**SUPPLIED MATERIAL**

□ □ □

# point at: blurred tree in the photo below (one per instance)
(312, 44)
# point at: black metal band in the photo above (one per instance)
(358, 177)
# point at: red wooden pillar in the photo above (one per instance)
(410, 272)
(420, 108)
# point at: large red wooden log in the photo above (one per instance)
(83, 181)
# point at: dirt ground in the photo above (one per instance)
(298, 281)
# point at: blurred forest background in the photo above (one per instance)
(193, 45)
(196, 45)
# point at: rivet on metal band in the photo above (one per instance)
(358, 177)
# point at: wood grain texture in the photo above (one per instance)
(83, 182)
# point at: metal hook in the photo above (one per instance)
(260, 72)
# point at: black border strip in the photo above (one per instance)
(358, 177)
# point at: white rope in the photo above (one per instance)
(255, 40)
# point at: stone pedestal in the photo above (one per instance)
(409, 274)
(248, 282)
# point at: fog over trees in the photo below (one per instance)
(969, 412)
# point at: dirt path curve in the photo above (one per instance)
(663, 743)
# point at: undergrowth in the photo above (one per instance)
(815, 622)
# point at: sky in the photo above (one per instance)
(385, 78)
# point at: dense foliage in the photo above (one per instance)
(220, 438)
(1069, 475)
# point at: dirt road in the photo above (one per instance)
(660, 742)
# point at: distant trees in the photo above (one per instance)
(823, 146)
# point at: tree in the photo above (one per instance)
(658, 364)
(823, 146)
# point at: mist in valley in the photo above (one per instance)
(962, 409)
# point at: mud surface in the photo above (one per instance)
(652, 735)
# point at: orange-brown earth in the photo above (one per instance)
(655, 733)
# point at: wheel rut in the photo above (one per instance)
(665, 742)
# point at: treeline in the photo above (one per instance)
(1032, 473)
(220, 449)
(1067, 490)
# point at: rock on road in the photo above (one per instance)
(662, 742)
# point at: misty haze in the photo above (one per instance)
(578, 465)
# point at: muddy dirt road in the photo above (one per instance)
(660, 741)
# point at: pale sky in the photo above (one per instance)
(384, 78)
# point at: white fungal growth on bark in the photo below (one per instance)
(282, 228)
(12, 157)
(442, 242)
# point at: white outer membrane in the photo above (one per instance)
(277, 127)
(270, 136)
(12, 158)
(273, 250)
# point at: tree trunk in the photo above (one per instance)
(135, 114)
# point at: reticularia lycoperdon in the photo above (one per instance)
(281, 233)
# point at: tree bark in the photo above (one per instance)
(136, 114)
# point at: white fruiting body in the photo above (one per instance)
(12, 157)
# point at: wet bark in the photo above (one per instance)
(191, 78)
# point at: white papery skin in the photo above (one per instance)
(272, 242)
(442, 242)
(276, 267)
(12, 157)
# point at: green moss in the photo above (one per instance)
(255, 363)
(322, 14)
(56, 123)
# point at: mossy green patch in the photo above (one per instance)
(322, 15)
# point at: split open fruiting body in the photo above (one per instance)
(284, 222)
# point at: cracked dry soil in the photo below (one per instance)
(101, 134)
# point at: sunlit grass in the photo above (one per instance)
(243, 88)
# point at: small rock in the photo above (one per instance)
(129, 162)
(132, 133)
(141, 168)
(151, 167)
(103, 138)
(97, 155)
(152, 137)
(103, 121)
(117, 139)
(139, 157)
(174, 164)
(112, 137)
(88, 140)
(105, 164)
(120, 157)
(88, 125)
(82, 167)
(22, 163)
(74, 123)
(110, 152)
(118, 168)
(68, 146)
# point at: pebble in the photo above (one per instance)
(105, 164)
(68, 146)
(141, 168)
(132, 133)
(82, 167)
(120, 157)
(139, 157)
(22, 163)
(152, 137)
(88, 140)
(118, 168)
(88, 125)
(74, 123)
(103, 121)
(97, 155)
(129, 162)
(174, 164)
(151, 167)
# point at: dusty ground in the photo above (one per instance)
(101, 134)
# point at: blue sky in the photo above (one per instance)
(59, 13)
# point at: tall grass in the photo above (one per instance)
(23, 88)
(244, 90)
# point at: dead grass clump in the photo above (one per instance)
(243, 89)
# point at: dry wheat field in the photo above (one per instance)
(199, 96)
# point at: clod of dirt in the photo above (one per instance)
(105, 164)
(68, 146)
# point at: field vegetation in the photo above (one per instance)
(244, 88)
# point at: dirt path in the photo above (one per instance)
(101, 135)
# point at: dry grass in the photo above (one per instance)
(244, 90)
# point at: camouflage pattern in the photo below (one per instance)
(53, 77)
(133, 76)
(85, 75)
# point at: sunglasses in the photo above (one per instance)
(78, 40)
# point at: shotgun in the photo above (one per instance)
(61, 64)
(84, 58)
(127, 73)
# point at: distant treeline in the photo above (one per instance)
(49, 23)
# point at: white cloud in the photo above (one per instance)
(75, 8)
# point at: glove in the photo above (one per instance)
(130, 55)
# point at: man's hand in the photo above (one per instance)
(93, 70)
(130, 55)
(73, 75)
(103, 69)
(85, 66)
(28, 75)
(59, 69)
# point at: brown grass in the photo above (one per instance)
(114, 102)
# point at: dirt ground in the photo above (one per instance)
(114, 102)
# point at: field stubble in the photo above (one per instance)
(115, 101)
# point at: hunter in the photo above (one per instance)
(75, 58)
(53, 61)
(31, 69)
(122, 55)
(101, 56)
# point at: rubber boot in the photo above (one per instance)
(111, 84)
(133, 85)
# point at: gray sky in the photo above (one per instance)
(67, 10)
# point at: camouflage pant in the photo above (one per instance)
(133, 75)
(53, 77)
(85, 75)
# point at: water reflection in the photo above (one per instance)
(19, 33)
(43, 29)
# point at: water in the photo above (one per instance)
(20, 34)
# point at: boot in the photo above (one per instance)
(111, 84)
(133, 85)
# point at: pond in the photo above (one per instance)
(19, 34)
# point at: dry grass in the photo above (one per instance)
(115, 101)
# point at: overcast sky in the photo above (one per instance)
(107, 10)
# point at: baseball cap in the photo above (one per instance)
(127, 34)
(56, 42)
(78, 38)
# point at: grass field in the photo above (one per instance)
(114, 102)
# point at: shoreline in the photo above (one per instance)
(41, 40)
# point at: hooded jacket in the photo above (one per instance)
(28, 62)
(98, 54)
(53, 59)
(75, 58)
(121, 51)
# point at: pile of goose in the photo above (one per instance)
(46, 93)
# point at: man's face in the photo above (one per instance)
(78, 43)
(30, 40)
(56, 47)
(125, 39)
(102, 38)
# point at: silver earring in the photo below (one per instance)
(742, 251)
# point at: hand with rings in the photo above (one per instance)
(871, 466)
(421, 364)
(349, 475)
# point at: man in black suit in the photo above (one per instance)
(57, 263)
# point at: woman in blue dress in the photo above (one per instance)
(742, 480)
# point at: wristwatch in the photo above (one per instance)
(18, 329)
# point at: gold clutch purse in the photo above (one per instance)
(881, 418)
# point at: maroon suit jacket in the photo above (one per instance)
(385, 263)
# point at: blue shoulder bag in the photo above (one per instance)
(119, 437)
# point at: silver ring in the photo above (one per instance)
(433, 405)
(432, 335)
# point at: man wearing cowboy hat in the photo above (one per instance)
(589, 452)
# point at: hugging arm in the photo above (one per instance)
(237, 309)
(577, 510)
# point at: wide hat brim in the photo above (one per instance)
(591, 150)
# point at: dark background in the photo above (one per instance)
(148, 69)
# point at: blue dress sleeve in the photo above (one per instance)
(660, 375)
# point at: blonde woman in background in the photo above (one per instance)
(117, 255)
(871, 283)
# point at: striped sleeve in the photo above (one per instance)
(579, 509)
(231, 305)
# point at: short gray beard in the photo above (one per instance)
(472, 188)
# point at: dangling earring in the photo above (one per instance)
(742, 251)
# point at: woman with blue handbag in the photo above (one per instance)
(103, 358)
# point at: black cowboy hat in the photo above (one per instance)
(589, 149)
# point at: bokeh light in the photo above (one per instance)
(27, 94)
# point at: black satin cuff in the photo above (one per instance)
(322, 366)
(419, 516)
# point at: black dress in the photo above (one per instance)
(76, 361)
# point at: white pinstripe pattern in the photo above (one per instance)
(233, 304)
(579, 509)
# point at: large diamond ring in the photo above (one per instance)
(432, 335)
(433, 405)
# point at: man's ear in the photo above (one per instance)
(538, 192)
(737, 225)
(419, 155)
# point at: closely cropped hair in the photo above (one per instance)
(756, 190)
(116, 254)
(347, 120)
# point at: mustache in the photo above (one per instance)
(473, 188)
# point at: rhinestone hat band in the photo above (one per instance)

□ □ □

**WORK TO BE COMPLETED**
Return the lines from the line containing "# point at: white pinstripe" to the end of the entries above, exactly as they appear and with no other output.

**ANSWER**
# point at: white pinstripe pattern in the photo above (one per instance)
(233, 304)
(579, 509)
# point at: large diamond ring in the photo above (one per instance)
(432, 335)
(433, 405)
# point at: man's ear in the photo above (one per instance)
(538, 192)
(737, 225)
(419, 155)
# point at: closely cropped hair in the photo above (one per instance)
(756, 190)
(116, 254)
(347, 120)
# point at: mustache in the photo above (one per instance)
(473, 188)
# point at: rhinestone hat band in the photo above (one per instance)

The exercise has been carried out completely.